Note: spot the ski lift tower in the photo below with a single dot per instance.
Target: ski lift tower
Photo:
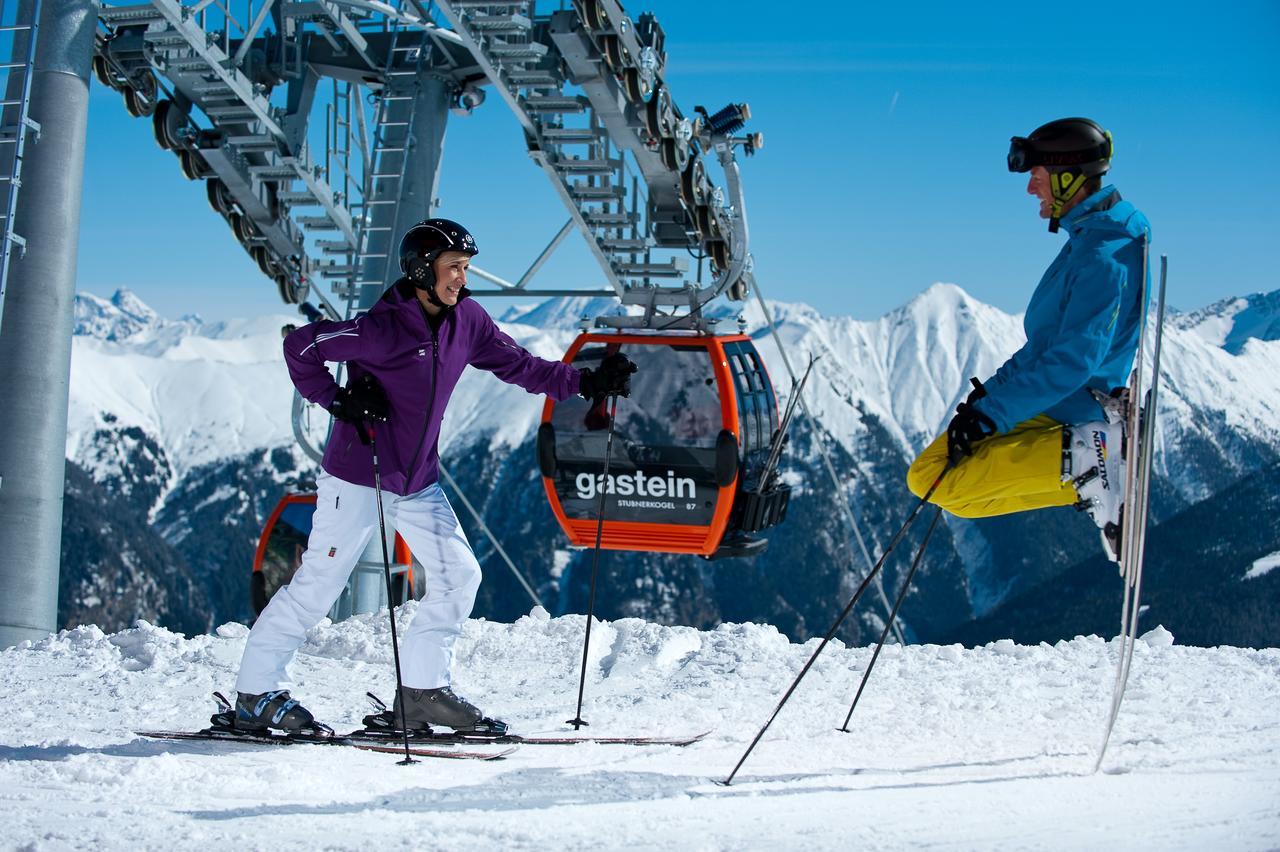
(46, 49)
(318, 128)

★ ★ ★ ★ ★

Lay out the listing above as a Markdown table with the columns Row and Line, giving each line its own numbered row. Skip blank lines and leave out the pictures.

| Row | Line |
|---|---|
| 1 | Note: spot the ski lift tower in the photo below with a single dot per instance. |
| 2 | Target: ski lift tower |
| 3 | Photo: |
| 4 | (46, 49) |
| 5 | (318, 128) |